▶ Exercise aim:
Reproduce the Poonthura coronavirus report word for word, everything from "On July 1, there" down to "case in the area.".

··· Selected text

Poonthura, a coastal region in Thiruvananthapuram Corporation, has become a hotspot in Kerala where coronavirus ‘super spreading’ was identified. The government had earlier confirmed a local spread in the area. On Thursday, out of the 95 positive cases in Thiruvananthapuram district, 77 were from Poonthura. On Wednesday, among the 64 positive cases in the district, 54 were from Poonthura where the infection spread through contact.
“Poonthura is the first super spreading area in the state. A positive case reported from a fish market resulted in an increase in cases in the entire district. Strict action will be taken against people in the area who come out,” Chief Minister Pinarayi Vijayan told the media on Thursday.
Apart from the existing police force, a team of 25 commandos from the Special Armed Police (SAP) and six teams of health workers have been deployed in Poonthura on Thursday.
On July 1, there was just a single case reported from Poonthura. A fish seller from Kumarichantha, a fish market in the area, who had been travelling to Kanyakumari to get fish had tested positive, probably the first positive case in the area.
It was on July 3 that the second patient, a relative of the fish seller, tested positive. Till then there were only these two cases from the area. The next day, three persons, a father and son who lived near the Poonthura police station and another person from Kumarichantha, also tested positive. One of them was a medical representative who had visited many hospitals, doctors, medical shops and many other places, which was a cause of great concern for the authorities.
From July 5 onwards, there was a sudden spike in cases – 13 people from the area tested positive. On July 7, it increased to 27 cases and then to 54 the next day. Among the patients were a one-year-old to a 66-year-old. There were a lot of children under 15.
A total of 212 cases have been reported from Poonthura in the last few days, either among residents or people who had visited the place.
On Wednesday, a total ban was imposed on fishing and selling fish in the coastal areas. People were not allowed to come in or leave the Poonthura region.
On Monday, a new coronavirus testing centre was established at the Primary Health Centre at Puthenpally ward near Poonthura. A new rule was also implemented in which people who came out of their house unnecessarily were to be shifted to far away quarantine centres.
Devaswom and Tourism Minister Kadakampally Surendran confirmed to the media that ‘super spreading’ had occurred in the region and that such rapid spreading had not been reported anywhere else in the state. He had earlier said that the area was witnessing local transmission. Till Wednesday, among the 600 samples tested, 119 returned positive. It was also found that one of the patients had 120 primary contacts.
“The super spreading concept has happened in many places. A person who has a high virus load can turn into a super spreader. Not maintaining physical distance in closed areas where there is a lot of interaction (like a prayer group inside a worship centre or a bidding place at the harbour where people talk loudly together) and many other factors can cause super spreading. This might have happened in Poonthura too. We cannot find out who the super spreader is, tests cannot show that. Usually people with less symptoms cannot be spreaders, but we cannot confirm that. It needn’t be the first person who got infected, anyone in the chain can be a spreader,” Dr Sulphi M Noohu, Kerala vice president, Indian Medical Association, told TNM.

······
··· Source data

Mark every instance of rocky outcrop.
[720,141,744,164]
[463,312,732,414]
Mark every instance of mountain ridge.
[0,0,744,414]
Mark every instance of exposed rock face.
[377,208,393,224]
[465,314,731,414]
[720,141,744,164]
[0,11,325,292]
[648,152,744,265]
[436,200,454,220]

······
··· Source data

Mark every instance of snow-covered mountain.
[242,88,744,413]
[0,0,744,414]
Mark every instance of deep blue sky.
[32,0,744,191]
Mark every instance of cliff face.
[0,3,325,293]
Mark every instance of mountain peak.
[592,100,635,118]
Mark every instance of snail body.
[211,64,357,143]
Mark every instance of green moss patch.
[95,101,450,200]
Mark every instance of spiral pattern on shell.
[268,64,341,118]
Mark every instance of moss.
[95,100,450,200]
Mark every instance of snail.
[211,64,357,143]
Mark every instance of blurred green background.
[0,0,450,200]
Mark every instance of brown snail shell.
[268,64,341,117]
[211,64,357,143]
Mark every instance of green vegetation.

······
··· Source data

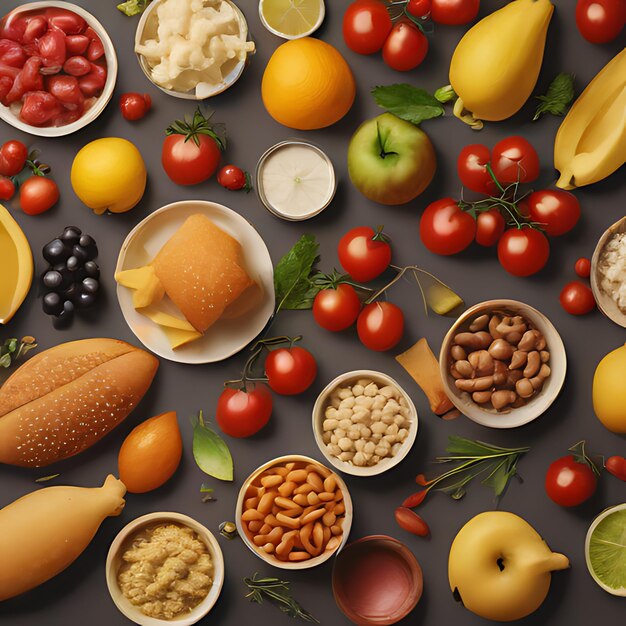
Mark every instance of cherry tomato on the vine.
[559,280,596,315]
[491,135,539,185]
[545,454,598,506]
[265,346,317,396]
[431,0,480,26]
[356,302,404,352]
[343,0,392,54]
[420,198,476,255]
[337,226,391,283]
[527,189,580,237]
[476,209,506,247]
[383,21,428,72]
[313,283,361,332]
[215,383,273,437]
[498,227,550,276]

······

▶ Written answer:
On July 1, there was just a single case reported from Poonthura. A fish seller from Kumarichantha, a fish market in the area, who had been travelling to Kanyakumari to get fish had tested positive, probably the first positive case in the area.